##### SUPPLIED DATA #####
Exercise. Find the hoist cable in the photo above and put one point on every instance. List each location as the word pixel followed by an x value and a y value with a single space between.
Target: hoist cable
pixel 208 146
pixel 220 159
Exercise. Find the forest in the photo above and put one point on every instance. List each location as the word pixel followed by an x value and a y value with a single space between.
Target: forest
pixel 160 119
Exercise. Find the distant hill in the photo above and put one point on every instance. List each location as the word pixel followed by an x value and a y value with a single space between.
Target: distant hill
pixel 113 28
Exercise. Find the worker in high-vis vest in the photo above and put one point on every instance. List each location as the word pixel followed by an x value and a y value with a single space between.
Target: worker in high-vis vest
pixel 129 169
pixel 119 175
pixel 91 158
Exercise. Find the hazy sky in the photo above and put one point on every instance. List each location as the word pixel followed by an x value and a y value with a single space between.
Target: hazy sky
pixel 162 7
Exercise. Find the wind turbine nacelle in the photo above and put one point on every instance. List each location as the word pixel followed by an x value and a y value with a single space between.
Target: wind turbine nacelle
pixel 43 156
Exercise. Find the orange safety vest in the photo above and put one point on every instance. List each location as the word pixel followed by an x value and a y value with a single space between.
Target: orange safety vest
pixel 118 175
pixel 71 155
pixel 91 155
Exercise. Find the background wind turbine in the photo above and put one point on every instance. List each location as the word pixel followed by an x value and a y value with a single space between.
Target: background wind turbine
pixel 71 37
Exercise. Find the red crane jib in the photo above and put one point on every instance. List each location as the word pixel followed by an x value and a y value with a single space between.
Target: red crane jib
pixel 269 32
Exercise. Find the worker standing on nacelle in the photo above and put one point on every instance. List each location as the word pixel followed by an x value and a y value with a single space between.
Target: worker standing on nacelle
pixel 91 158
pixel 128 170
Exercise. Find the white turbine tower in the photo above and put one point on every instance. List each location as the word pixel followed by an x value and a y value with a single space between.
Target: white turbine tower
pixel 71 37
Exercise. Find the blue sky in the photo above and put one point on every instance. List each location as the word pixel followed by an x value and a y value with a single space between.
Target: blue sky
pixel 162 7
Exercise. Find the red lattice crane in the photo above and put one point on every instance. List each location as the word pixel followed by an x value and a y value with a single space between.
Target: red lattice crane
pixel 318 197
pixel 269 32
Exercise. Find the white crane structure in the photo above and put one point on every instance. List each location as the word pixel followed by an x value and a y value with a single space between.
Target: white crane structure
#####
Provide the number of lines in the records above that contain the word "structure", with no additional words.

RESPONSE AREA:
2